(MATERIAL):
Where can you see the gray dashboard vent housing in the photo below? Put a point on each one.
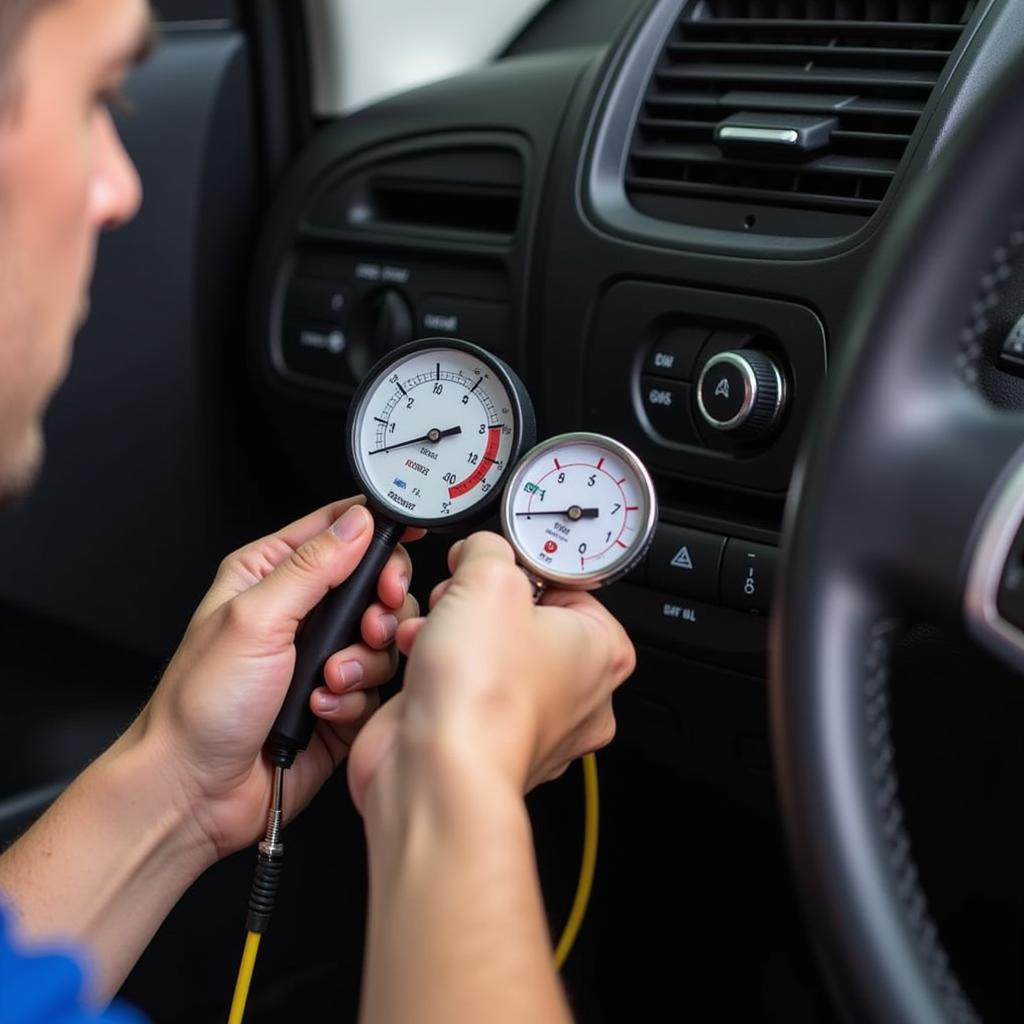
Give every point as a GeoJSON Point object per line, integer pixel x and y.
{"type": "Point", "coordinates": [865, 69]}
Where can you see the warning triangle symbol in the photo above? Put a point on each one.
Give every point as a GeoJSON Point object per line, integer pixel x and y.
{"type": "Point", "coordinates": [682, 559]}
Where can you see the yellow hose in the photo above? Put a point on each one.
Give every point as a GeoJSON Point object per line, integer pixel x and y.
{"type": "Point", "coordinates": [569, 933]}
{"type": "Point", "coordinates": [587, 865]}
{"type": "Point", "coordinates": [245, 978]}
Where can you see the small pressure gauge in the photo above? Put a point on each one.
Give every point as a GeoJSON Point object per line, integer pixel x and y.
{"type": "Point", "coordinates": [580, 511]}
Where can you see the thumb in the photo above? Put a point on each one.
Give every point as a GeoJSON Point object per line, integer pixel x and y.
{"type": "Point", "coordinates": [285, 597]}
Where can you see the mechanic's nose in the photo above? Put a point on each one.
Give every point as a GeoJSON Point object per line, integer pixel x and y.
{"type": "Point", "coordinates": [117, 190]}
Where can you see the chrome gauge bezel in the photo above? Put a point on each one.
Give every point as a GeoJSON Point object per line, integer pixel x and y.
{"type": "Point", "coordinates": [598, 578]}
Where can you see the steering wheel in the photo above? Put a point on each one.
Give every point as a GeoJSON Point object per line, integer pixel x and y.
{"type": "Point", "coordinates": [907, 503]}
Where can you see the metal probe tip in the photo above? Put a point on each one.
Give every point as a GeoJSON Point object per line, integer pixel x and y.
{"type": "Point", "coordinates": [271, 845]}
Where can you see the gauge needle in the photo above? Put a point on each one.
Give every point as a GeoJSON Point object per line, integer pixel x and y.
{"type": "Point", "coordinates": [431, 435]}
{"type": "Point", "coordinates": [573, 512]}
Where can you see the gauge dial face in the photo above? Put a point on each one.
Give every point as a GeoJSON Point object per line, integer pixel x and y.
{"type": "Point", "coordinates": [433, 433]}
{"type": "Point", "coordinates": [580, 511]}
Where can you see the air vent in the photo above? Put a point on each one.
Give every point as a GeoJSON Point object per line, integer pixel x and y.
{"type": "Point", "coordinates": [471, 192]}
{"type": "Point", "coordinates": [820, 98]}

(GIVEN EXERCISE):
Rewrite all the entries above, replacing "Put a point on each one" with "Mark every one with a point" wherever it occurs and leaving everything else unchanged. Omit the pictures from your answer.

(THE COMPLETED TASK):
Where can you see the gray dashboard vent housing in the photo below? Mark every one with a point.
Give every point as a GeoJSON Point object per line, integer pixel x and y.
{"type": "Point", "coordinates": [865, 69]}
Where can you see the warning triangle symbol in the photo above? Mark every one with a point.
Give every point as a GeoJSON Point object per line, integer pixel x and y.
{"type": "Point", "coordinates": [682, 559]}
Where can you see the yellow hose in the photo above? Mark every one with a point.
Give every point as a GeoJSON Point object per line, integer pixel x and y.
{"type": "Point", "coordinates": [569, 933]}
{"type": "Point", "coordinates": [587, 865]}
{"type": "Point", "coordinates": [245, 978]}
Where can you see the small pressure gauge in the photo above? Mark every one with a point.
Give every point as a GeoJSON Point object per line, integer pixel x and y.
{"type": "Point", "coordinates": [580, 511]}
Where can you see the thumb in the photo above? Mark every one with a point.
Give every point as a GeoJSON Point object per line, integer pixel x and y.
{"type": "Point", "coordinates": [285, 597]}
Where can you see the mechanic's nose in the photo above? Mark every one with a point.
Give every point as a GeoJSON Point object per line, integer pixel x and y.
{"type": "Point", "coordinates": [117, 190]}
Where can you see the chrome gauge bezel in the photo above? Mark every one with a point.
Give every point as a GeoJSON Point object per line, integer pixel x and y.
{"type": "Point", "coordinates": [598, 578]}
Where can you see the steering wheel in the photo above? Mark every one with a point.
Give every point as a GeoJSON Point object per line, integer pixel x and y.
{"type": "Point", "coordinates": [907, 503]}
Where can you see the metal probe tip in the photo above? Mark every one with a point.
Give every point as a GeoJSON Point object per line, integer pixel x and y.
{"type": "Point", "coordinates": [271, 845]}
Where can you see the gauge needle in the photo above? Mark every one with a point.
Give every point as a GeoJSON Point object per line, integer pixel x and y.
{"type": "Point", "coordinates": [431, 435]}
{"type": "Point", "coordinates": [573, 512]}
Where can you see the gauge dial face in the photo above? Mark every one with a point.
Give every point as a GeoJSON Point object per line, integer pixel x and y.
{"type": "Point", "coordinates": [433, 433]}
{"type": "Point", "coordinates": [580, 511]}
Where can you see the air vent in the photo above? Mark every one with a point.
Give every point as a GeoJSON Point object per line, integer pixel x and y.
{"type": "Point", "coordinates": [471, 192]}
{"type": "Point", "coordinates": [820, 98]}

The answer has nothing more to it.